▶ _EXTRAIT DU TEXTE_
>>>

Déjà, l’été dernier, le 17 juillet, une douzaine d’Israéliens, âgés de 15 à 22 ans, avaient été accusés d’avoir violé en groupe une touriste britannique de 19 ans dans la station balnéaire chypriote d’Ayia Napa. Certains avaient d’ailleurs, comme à Eilat, filmé ce viol avec leur téléphone portable. Pourtant, les jeunes hommes ont été blanchis par la justice chypriote, et leur victime lourdement mise en cause, et même condamnée pour faux témoignage. Chypre est un pays où l’industrie du tourisme israélien pèse lourd… et une partie des médias avait alors volé au secours des auteurs présumés du viol. Ainsi la radio de l’armée avait alors cité l’un d’entre eux : « Les filles britanniques courent après tout le monde ici. C’est peut-être sa faute ». (...)

Résultat : à son retour à Tel-Aviv, la bande de jeunes hommes avait reçu un accueil triomphal de leurs amis et de leurs familles à l’aéroport Ben Gourion, avec champagne et confettis, et des slogans édifiants : « La Britannique est une pute » et « Am Yisrael Chai » (« le peuple d’Israël vit ») — phrase fétiche de l’extrême droite…

La victime britannique avait pour sa part été soutenue par des féministes et des avocats israéliens, écœurés de ces réactions et à contre-courant de l’opinion publique. Mais avec l’affaire d’Eilat, le temps de la complicité et de l’indifférence semble révolu. Une grève de protestation d’une heure a eu lieu dans certaines entreprises le 23 août, ainsi que de nombreuses manifestations à Tel-Aviv et dans plusieurs villes. Israël semble décidé à affronter les violences dont les femmes sont victimes. (...)

« Etre un homme »

<<<

▶ _DONNÉES FOURNIES_
>>>

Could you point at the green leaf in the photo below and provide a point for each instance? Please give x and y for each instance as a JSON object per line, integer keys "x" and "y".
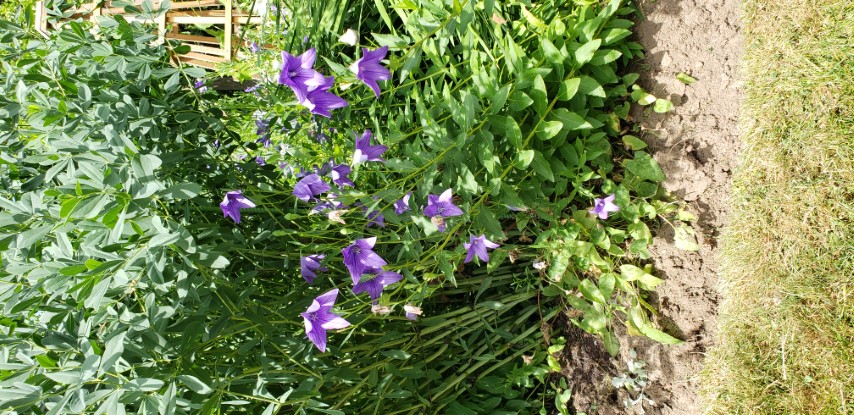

<<<

▶ _LISTE DES TÂCHES_
**1.** D'après l'extrait sur les affaires d'Ayia Napa et d'Eilat, à quelle date une grève de protestation d'une heure a-t-elle eu lieu dans certaines entreprises ?
**2.** Reproduisez le passage de l'extrait situé entre "Résultat : à son" et "sont victimes. (...)", ces deux bornes incluses.

▶ _RÉPONSES PAR TÂCHE_
**1.** Le 23 août.

**2.**
Résultat : à son retour à Tel-Aviv, la bande de jeunes hommes avait reçu un accueil triomphal de leurs amis et de leurs familles à l’aéroport Ben Gourion, avec champagne et confettis, et des slogans édifiants : « La Britannique est une pute » et « Am Yisrael Chai » (« le peuple d’Israël vit ») — phrase fétiche de l’extrême droite…

La victime britannique avait pour sa part été soutenue par des féministes et des avocats israéliens, écœurés de ces réactions et à contre-courant de l’opinion publique. Mais avec l’affaire d’Eilat, le temps de la complicité et de l’indifférence semble révolu. Une grève de protestation d’une heure a eu lieu dans certaines entreprises le 23 août, ainsi que de nombreuses manifestations à Tel-Aviv et dans plusieurs villes. Israël semble décidé à affronter les violences dont les femmes sont victimes. (...)